◆ **Assignment**:
Would you please repeat, word for word, only the lines from the one holding "pick out the child's head, placing" through the one holding "pick out the white cloud, placing" in the material below, without the pictures?
#### Task inputs ####
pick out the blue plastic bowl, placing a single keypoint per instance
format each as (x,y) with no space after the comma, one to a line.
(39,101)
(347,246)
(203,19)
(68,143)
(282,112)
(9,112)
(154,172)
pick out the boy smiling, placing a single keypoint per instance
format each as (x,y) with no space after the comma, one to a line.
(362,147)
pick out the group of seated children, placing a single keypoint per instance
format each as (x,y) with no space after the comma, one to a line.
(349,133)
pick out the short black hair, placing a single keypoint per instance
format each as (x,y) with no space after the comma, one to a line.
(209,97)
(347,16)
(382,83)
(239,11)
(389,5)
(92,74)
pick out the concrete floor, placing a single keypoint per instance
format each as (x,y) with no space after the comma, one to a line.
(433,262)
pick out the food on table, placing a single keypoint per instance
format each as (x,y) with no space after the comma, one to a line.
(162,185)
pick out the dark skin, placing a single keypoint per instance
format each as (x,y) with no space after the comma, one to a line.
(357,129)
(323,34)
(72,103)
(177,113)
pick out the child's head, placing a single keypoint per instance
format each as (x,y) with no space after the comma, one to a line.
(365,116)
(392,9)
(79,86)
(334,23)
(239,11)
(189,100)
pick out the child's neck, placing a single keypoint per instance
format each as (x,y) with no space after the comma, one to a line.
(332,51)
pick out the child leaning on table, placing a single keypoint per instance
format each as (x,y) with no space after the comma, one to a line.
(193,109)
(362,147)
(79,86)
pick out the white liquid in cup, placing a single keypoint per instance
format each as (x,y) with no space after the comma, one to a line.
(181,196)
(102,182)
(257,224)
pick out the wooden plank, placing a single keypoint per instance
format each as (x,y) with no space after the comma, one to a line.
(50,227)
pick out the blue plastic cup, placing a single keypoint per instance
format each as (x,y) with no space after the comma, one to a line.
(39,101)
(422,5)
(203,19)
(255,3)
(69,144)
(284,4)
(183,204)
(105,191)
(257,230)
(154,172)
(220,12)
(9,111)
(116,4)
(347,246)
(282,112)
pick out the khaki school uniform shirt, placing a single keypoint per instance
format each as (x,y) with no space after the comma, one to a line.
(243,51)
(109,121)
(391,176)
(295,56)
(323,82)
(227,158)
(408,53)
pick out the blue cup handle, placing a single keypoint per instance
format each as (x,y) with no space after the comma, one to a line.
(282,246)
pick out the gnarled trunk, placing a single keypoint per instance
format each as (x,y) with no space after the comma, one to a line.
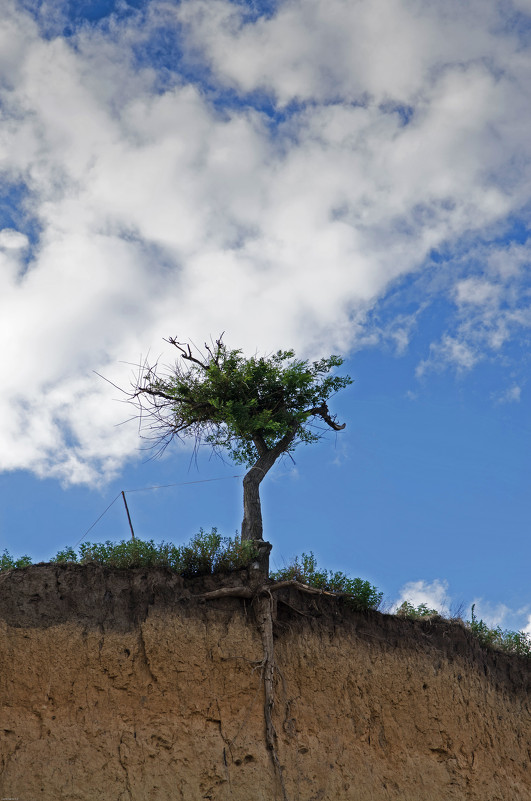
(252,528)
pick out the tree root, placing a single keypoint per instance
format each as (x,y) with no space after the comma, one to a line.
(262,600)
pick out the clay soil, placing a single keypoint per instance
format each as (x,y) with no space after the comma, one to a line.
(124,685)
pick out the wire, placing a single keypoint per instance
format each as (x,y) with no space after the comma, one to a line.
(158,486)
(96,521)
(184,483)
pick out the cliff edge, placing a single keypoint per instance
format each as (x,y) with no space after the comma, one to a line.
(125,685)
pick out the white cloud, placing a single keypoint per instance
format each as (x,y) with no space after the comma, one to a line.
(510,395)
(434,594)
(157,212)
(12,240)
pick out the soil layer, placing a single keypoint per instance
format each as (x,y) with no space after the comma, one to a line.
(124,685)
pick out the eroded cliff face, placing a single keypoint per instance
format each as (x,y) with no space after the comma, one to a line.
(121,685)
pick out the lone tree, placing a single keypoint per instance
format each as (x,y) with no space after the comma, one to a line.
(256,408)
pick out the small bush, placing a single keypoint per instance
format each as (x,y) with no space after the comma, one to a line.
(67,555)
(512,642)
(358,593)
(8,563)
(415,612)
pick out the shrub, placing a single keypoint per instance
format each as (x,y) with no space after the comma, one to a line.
####
#### Task inputs ####
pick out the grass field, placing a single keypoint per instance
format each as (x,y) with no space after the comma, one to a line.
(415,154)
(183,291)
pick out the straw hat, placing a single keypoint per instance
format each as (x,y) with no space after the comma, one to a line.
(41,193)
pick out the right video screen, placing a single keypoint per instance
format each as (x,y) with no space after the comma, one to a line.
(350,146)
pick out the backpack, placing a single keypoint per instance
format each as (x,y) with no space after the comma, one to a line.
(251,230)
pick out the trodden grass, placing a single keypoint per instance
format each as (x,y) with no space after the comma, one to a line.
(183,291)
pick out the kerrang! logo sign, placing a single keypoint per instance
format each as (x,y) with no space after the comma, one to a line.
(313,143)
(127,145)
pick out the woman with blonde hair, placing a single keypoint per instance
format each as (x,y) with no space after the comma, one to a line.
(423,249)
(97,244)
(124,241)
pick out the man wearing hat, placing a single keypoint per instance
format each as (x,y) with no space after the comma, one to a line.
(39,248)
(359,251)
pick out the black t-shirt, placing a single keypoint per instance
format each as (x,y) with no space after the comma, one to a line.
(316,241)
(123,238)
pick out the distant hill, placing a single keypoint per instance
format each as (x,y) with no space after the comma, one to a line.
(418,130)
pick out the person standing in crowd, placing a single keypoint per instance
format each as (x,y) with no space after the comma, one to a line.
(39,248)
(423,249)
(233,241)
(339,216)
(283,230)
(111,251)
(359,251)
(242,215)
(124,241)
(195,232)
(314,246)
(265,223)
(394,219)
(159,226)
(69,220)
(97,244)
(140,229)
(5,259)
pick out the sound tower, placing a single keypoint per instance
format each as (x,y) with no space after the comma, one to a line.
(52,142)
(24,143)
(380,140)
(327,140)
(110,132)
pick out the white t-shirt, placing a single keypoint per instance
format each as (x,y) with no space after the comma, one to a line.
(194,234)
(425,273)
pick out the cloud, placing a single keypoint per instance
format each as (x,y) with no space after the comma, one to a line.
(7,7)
####
◆ **Written response**:
pick out the child's head, placing a single keypoint per instance
format each as (x,y) with no space after the comma, one to a line.
(365,116)
(392,9)
(79,86)
(334,23)
(239,11)
(189,100)
pick out the child's neck, placing a single keypoint per instance
format each as (x,y) with no space after the comma, one to a line.
(332,51)
pick out the child leaning on table, placing a single keypoint per instance
format each as (x,y) with no space after the comma, one to a line.
(193,109)
(362,147)
(79,86)
pick out the white liquid in cup, placing a single keypoint per instance
format each as (x,y) with no space after the comma, one to a line.
(181,196)
(102,182)
(257,224)
pick out the wooden plank, placing a single keypoint per instance
format each as (x,y) with no space after the comma, one to a line.
(50,227)
pick out the blue plastic cup, placing a single keypoint per instance
format each as (x,y) with no space after the comma, one to a line.
(39,101)
(422,5)
(203,19)
(255,3)
(69,144)
(284,4)
(183,204)
(105,191)
(257,230)
(154,172)
(220,12)
(9,111)
(116,4)
(347,246)
(282,112)
pick out the khaki school uniform shirt, placing a single keypoint per instance
format each as (x,y) with no space after the comma, one to a line.
(243,51)
(109,121)
(391,176)
(295,56)
(323,82)
(227,158)
(408,53)
pick out the blue cup handle, placing a single keypoint per instance
format each as (x,y) with no space after the comma, one to a line.
(282,246)
pick out the gnarled trunk, placing a single keypoint per instance
format each as (x,y) with no space after the comma, one to a line.
(252,528)
pick out the tree root, placing a single keypoint per instance
format each as (x,y) with no space after the comma, one to a line.
(262,600)
pick out the clay soil, placing a single keypoint per instance
format each as (x,y) with no space after the comma, one to a line.
(124,685)
pick out the wire, placing a single keypoint per instance
format each as (x,y) with no space after the comma, one to a line.
(158,486)
(96,521)
(184,483)
pick out the cliff edge, placing a single keypoint per instance
format each as (x,y) with no space after the comma, one to a line.
(125,685)
pick out the white cloud, placing a single keypoint per instance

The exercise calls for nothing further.